[EXERCISE INSTRUCTIONS] Reproduce all of the lines below, changing every "crow" to "raven" and keeping everything else the same. Leave the pictures out.

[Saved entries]
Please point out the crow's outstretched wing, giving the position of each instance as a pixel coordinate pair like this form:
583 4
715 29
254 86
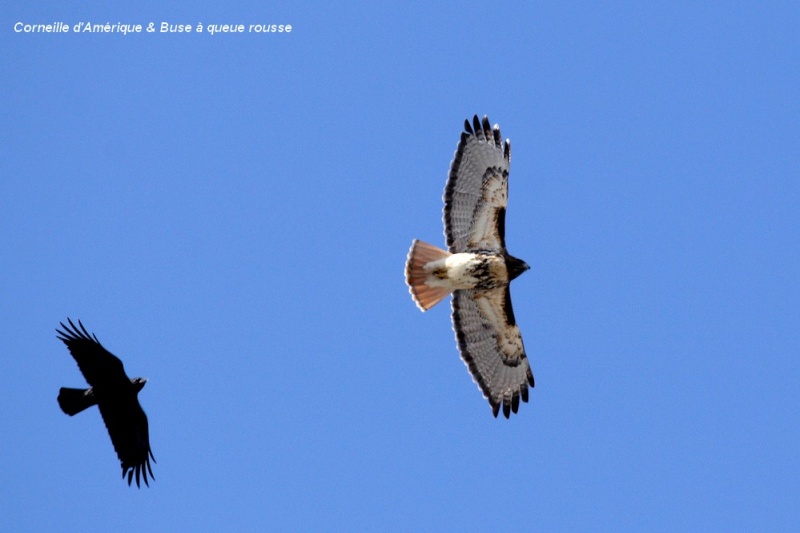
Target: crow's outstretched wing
116 398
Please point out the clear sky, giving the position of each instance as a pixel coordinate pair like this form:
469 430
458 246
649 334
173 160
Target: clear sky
231 213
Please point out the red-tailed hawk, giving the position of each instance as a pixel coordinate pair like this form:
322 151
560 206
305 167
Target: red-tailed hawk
115 395
477 269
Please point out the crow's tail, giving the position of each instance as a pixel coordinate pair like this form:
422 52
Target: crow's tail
73 401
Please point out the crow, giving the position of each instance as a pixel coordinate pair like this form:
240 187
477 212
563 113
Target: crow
115 395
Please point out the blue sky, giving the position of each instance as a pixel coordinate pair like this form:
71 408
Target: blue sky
230 214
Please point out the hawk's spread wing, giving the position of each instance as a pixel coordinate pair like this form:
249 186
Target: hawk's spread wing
117 400
476 193
491 346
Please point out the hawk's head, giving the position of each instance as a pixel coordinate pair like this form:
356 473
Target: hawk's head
515 266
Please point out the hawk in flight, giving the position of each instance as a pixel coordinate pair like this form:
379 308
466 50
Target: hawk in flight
115 395
477 269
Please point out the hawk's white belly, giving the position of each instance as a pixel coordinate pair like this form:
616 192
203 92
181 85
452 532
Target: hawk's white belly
467 271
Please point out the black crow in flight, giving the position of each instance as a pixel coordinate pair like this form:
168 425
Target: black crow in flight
115 395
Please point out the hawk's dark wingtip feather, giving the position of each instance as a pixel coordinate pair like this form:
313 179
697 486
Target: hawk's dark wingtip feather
476 126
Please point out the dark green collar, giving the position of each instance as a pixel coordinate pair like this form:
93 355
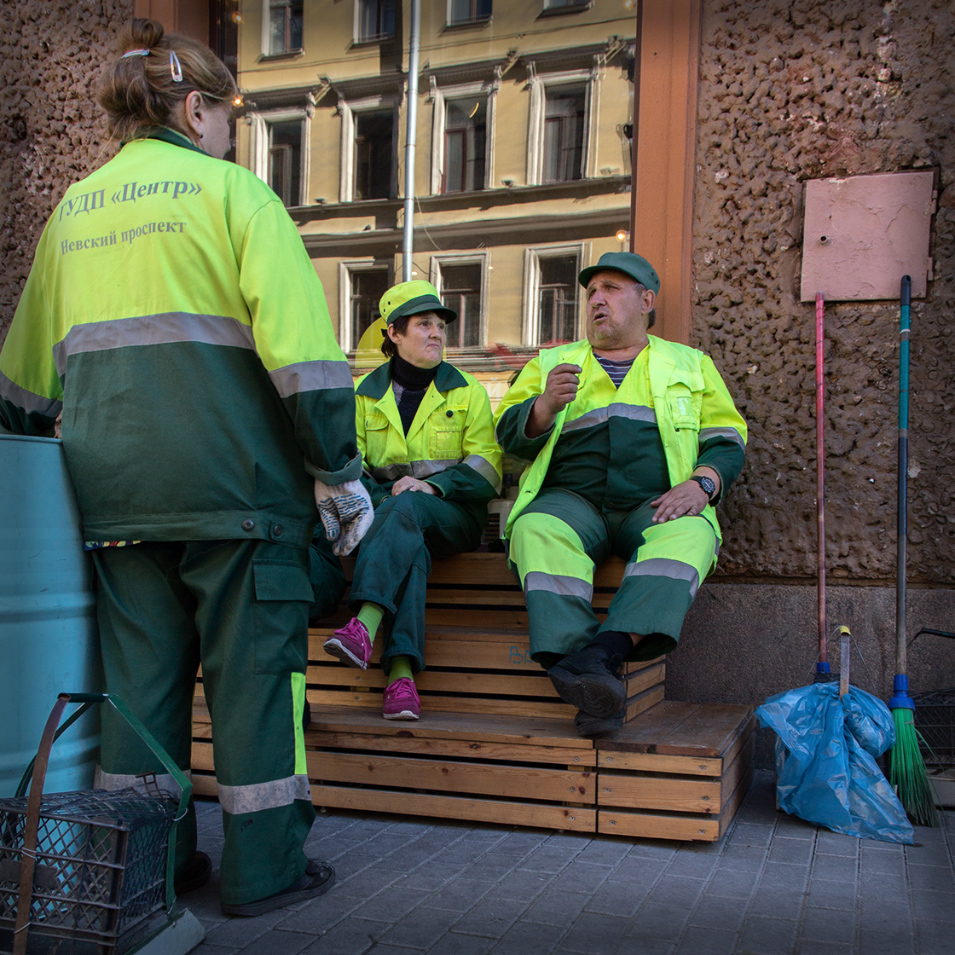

[REPLY TO THE TASK]
Please point out the raven's outstretched wing, giving the position of each instance as a pixel coordinate pair like this form:
583 4
715 29
254 86
Target: raven's outstretched wing
116 398
Please point out the clear sky, giving the position of each instance as a pixel coordinate pair like this form:
469 430
458 246
649 334
173 160
Target: clear sky
231 213
Please point out the red-tailed hawk, giving the position of each instance as a pixel coordinate pair like this form:
322 151
560 206
305 167
Target: red-tailed hawk
115 395
477 269
Please point out the raven's tail, giving the position of each instance as a pixel coordinate pair like this form:
422 52
Target: raven's tail
73 401
Please point out the raven, giving the position of each instance as a pixel coordinate pair like this form:
240 187
477 212
563 113
Target: raven
115 395
Please point out the blue sky, giving the position of each instance as a pixel coordinate pair like this form:
71 408
Target: blue sky
230 214
Please point out the hawk's spread wing, giving the position of each instance as a pixel coordinate pair like this form:
249 186
Target: hawk's spread wing
117 400
476 193
491 346
Please point out the hawk's head, giving the position of each instance as a pixel coordinate pair like this form:
356 473
Target: hawk's head
515 266
Please point out the hawk in flight, giving the position of each instance as a pixel coordinate pair like this form:
379 308
466 50
Target: hawk in flight
115 395
477 269
Please point out the hawk's white belly, giving the position of each instance as a pixel coordinate pair like this form:
616 192
203 92
181 85
452 532
Target: hawk's white belly
467 271
Please point out the black raven in flight, giving the position of each instance as a pixel coordinate pair like this form:
168 425
Target: black raven in flight
115 395
Please point out the hawk's dark wingtip feather, giving the position of each instance as a pixel coordinate pair like this form:
313 179
697 486
Target: hawk's dark wingtip feather
476 126
Please point out the dark green collar, giving the position of each instance as a pixel coordinate pair like this form:
93 355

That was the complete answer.